- Questions on the material
#1 List every person the crime lab article quotes directly, by name and title as the article gives them.
#2 Rewrite the stretch of the crime lab article from "A House proposal" through "Bush said Wednesday.", changing "counties" to "local governments" wherever it occurs.
#3 According to the crime lab article, how many pieces of evidence does Florida's lab examine each year?

- Document passage
A House proposal to charge counties for the state lab's services may frustrate crime fighting efforts, he says.
By LUCY MORGAN, Times Tallahassee Bureau Chief
© St. Petersburg Times, published April 10, 2003
TALLAHASSEE -- A move by the House to force counties to pay for the services of a state crime laboratory threatens one of the nation's best crime-fighting tools, Gov. Jeb Bush said Wednesday.
Efforts to solve crime across Florida could be set back by the move, said Bush and other state officials attending a commemoration for victims' rights.
"The lab has an awfully important function," said Attorney General Charlie Crist. "Most of the counties could not afford to staff a lab. It's critical in bringing justice to bear."
The House cut the $32-million annual budget of the Florida Department of Law Enforcement's crime lab in half, suggesting that FDLE get the rest from local law enforcement agencies that use the lab.
"Municipalities and sheriff's departments cannot afford the cost of testing all seized drugs and there will be a great reduction in our ability to solve serious homicides and rapes when we don't have a suspect," said Live Oak State Attorney Jerry Blair.
"We've spent the last 12 to 15 years building the very best forensic lab in America," said FDLE Commissioner James T. "Tim" Moore. "We are the largest accredited lab in the nation. We didn't have any of the quality problems the FBI has had."
Hernando County Sheriff Rich Nugent said the change would cost his county at least $200,000 next year. "It puts us in a serious predicament," Nugent said. "When we have a budget crunch, we would have to stop sending our evidence off."
Some agencies would likely turn to independent labs, which could lack credibility and make it harder to prosecute cases, Moore and Nugent suggested.
Florida's lab examines more than 160,000 pieces of evidence a year and has a DNA data bank from nearly 180,000 offenders.

- Data for analysis
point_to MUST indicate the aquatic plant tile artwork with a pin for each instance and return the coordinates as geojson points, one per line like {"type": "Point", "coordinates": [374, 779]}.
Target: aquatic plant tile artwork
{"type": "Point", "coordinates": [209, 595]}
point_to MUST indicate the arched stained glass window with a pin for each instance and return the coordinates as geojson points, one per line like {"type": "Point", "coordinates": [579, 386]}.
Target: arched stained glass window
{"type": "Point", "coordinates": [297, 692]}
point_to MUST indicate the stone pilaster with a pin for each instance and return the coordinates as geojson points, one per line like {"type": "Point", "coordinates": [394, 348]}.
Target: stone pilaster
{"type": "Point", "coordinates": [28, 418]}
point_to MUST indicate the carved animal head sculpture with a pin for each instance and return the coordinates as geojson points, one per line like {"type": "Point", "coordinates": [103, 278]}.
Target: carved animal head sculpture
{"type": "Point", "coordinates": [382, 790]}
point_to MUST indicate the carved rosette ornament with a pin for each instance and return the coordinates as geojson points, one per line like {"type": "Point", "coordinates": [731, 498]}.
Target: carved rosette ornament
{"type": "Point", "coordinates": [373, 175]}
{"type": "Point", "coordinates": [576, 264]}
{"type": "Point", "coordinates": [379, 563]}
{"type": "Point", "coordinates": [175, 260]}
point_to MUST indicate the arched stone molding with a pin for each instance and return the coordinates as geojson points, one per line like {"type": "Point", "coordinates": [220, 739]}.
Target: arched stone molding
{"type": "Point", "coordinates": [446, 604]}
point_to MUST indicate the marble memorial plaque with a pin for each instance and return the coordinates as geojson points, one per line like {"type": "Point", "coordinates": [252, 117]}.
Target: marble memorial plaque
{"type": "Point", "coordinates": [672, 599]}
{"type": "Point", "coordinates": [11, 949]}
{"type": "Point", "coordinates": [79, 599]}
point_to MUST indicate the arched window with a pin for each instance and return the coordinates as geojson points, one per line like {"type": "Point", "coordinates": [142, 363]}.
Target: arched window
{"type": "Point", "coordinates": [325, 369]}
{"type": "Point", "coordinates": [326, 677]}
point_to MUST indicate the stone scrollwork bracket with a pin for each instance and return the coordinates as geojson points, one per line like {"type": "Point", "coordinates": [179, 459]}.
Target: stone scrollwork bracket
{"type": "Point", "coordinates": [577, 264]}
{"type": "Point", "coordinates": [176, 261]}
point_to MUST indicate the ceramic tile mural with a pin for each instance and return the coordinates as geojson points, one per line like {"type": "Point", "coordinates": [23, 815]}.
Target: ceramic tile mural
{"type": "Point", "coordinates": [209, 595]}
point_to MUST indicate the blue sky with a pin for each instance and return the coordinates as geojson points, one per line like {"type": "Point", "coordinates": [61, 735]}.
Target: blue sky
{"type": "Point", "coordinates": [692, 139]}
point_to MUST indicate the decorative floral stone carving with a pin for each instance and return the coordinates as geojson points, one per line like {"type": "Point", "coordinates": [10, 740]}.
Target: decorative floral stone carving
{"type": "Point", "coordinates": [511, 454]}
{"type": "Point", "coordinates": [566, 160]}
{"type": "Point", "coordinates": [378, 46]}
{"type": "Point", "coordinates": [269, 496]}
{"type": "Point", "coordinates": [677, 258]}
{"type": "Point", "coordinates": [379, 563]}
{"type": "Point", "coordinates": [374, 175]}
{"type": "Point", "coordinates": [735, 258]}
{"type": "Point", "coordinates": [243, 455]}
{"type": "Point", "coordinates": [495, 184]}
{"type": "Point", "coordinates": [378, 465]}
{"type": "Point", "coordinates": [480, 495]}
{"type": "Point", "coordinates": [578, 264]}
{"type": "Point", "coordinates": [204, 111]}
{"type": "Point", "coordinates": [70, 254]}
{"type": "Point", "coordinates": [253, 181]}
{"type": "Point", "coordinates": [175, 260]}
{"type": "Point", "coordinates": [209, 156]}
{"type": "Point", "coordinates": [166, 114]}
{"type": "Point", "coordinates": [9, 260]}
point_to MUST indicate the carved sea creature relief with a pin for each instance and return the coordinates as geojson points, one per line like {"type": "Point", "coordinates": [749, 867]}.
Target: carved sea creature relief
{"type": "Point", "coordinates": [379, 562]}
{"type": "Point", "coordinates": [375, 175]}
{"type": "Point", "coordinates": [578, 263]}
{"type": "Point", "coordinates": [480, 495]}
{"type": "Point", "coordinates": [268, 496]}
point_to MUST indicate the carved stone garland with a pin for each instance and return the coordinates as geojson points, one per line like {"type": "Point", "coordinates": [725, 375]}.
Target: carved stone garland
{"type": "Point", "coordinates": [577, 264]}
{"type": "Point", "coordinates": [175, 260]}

- Responses to the exercise
#1
Attorney General Charlie Crist
Live Oak State Attorney Jerry Blair
FDLE Commissioner James T. "Tim" Moore
Hernando County Sheriff Rich Nugent

#2
A House proposal to charge local governments for the state lab's services may frustrate crime fighting efforts, he says.
By LUCY MORGAN, Times Tallahassee Bureau Chief
© St. Petersburg Times, published April 10, 2003
TALLAHASSEE -- A move by the House to force local governments to pay for the services of a state crime laboratory threatens one of the nation's best crime-fighting tools, Gov. Jeb Bush said Wednesday.

#3 More than 160,000.